- _Challenge_: Retype the data below exactly, starting at the line that contains "# test: pointer marks one dot per instance of the ground" and ending with the final line of the data.
───── Material provided
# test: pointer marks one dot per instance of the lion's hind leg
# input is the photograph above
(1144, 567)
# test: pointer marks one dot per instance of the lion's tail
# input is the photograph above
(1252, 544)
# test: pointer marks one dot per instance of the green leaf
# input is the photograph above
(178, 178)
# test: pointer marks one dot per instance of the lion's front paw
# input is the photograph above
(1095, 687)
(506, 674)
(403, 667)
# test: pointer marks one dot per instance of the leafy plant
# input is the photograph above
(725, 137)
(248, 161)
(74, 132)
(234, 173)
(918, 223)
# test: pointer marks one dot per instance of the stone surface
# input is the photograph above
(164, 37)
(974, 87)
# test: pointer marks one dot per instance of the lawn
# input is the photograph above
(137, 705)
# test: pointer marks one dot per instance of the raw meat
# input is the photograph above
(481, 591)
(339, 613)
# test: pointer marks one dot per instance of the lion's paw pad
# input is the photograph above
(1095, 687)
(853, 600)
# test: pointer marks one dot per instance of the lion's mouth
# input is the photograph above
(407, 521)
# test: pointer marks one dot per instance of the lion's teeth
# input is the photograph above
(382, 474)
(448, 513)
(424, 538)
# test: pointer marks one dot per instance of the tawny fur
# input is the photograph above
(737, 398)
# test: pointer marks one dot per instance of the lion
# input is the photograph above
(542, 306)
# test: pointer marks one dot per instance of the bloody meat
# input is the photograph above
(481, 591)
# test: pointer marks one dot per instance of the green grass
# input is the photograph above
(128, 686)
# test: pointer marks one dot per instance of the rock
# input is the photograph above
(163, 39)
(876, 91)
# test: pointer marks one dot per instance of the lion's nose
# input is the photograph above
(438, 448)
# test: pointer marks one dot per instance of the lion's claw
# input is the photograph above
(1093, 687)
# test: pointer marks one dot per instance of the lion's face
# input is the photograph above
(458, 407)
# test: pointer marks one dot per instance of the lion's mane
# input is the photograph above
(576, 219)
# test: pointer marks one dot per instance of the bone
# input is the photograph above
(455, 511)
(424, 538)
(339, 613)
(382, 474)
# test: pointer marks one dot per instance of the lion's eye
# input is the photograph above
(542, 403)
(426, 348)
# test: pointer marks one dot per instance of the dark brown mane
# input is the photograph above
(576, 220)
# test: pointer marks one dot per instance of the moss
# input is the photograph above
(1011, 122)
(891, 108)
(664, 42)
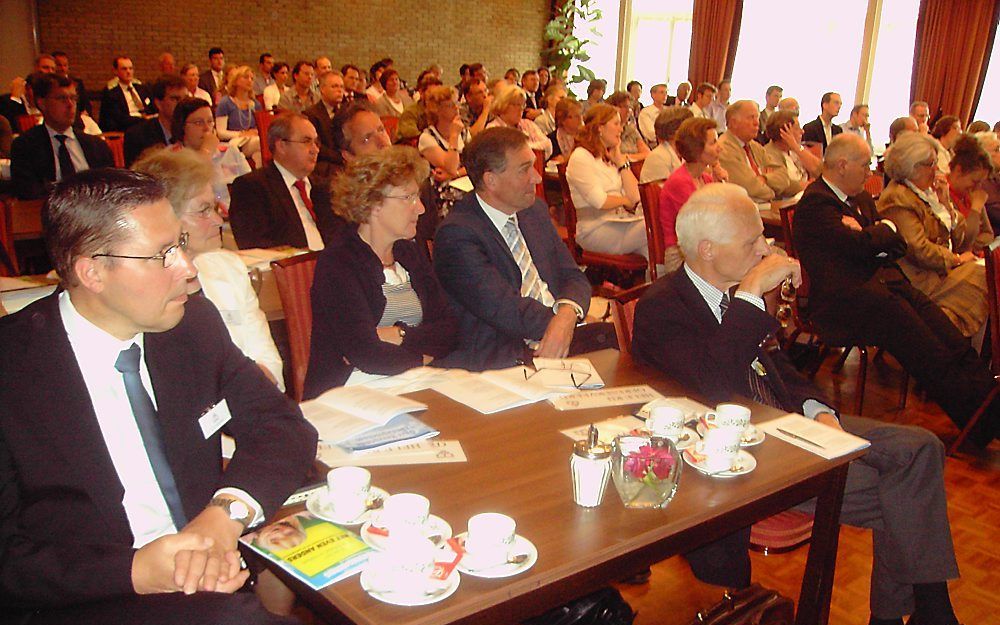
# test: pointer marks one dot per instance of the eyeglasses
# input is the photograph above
(169, 256)
(410, 198)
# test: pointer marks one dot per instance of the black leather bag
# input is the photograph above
(754, 605)
(604, 607)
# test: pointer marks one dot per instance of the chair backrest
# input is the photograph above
(993, 293)
(391, 124)
(540, 168)
(569, 211)
(116, 142)
(623, 314)
(263, 119)
(293, 277)
(650, 194)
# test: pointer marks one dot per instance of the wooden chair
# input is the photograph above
(621, 262)
(829, 338)
(650, 193)
(540, 168)
(116, 141)
(391, 124)
(263, 119)
(623, 314)
(993, 295)
(293, 277)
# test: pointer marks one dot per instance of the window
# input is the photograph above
(892, 69)
(989, 103)
(655, 26)
(803, 46)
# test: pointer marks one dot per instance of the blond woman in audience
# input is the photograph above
(280, 72)
(234, 117)
(222, 276)
(603, 187)
(941, 256)
(394, 99)
(508, 110)
(442, 142)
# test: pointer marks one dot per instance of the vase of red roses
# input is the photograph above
(646, 470)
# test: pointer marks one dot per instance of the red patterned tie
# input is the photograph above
(301, 186)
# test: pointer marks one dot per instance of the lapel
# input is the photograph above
(73, 432)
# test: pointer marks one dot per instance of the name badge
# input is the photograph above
(214, 418)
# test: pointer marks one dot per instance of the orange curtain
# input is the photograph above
(715, 26)
(950, 58)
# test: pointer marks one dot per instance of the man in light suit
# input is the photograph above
(52, 151)
(279, 204)
(743, 158)
(113, 499)
(706, 326)
(515, 287)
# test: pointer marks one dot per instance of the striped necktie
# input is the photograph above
(531, 283)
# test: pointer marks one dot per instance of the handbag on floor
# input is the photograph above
(754, 605)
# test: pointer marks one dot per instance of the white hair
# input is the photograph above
(711, 213)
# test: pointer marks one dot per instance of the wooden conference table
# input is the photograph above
(518, 464)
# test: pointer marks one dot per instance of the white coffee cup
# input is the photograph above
(729, 415)
(404, 512)
(405, 566)
(666, 421)
(490, 538)
(720, 447)
(349, 488)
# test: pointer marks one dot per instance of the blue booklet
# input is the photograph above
(403, 428)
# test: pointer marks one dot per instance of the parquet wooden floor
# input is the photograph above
(972, 482)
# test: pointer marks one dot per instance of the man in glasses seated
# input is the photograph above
(114, 506)
(54, 150)
(516, 289)
(279, 204)
(705, 325)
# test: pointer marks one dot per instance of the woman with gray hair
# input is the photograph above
(940, 260)
(222, 275)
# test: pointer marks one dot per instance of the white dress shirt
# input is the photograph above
(313, 239)
(96, 352)
(72, 145)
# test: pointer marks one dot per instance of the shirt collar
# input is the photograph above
(94, 343)
(496, 216)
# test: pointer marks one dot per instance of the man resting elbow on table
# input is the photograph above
(512, 282)
(113, 502)
(705, 325)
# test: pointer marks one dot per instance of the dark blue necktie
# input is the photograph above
(149, 430)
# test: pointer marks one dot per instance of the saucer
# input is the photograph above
(747, 464)
(375, 537)
(756, 434)
(319, 505)
(504, 569)
(412, 597)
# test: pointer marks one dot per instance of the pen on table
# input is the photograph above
(801, 438)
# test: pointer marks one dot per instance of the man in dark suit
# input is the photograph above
(278, 204)
(706, 326)
(125, 101)
(514, 285)
(858, 291)
(331, 98)
(212, 80)
(822, 130)
(168, 90)
(54, 150)
(113, 496)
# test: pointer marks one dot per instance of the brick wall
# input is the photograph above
(500, 33)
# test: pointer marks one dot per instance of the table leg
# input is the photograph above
(817, 582)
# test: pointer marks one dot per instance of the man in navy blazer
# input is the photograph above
(35, 161)
(116, 391)
(706, 326)
(509, 309)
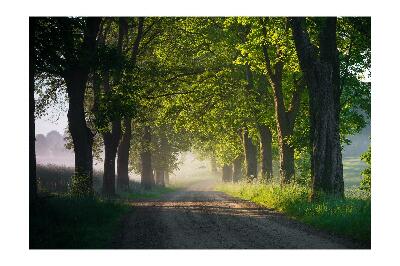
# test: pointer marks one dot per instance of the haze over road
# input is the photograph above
(199, 217)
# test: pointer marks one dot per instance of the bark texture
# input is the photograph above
(237, 168)
(213, 164)
(160, 175)
(123, 156)
(76, 76)
(227, 172)
(266, 152)
(284, 118)
(147, 178)
(124, 146)
(322, 77)
(32, 153)
(166, 177)
(250, 151)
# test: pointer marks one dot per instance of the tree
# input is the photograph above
(32, 154)
(65, 50)
(322, 78)
(123, 149)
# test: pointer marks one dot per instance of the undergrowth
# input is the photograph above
(350, 216)
(65, 222)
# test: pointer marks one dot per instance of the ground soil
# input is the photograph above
(198, 217)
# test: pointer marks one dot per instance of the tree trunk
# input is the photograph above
(266, 152)
(160, 178)
(213, 164)
(111, 140)
(166, 177)
(147, 178)
(237, 168)
(124, 147)
(82, 137)
(123, 157)
(322, 77)
(227, 173)
(284, 119)
(75, 77)
(32, 154)
(250, 151)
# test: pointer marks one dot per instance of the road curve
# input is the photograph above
(198, 218)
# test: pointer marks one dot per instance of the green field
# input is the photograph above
(352, 167)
──────────
- _Full response_:
# test: pointer marks one dot per instance of the ground soil
# input is the photograph above
(198, 217)
# test: pointer marks one dot per instance of the tree trunk
# input is the photograph above
(266, 152)
(160, 178)
(213, 164)
(111, 140)
(166, 177)
(147, 178)
(237, 168)
(124, 147)
(82, 137)
(123, 157)
(322, 77)
(227, 173)
(284, 119)
(75, 77)
(32, 154)
(250, 151)
# test: pointer marks one dot per instance of the road curve
# input is the photograph above
(198, 218)
# test: pointer marks one dot per instance of the green field
# input is the photograph above
(352, 167)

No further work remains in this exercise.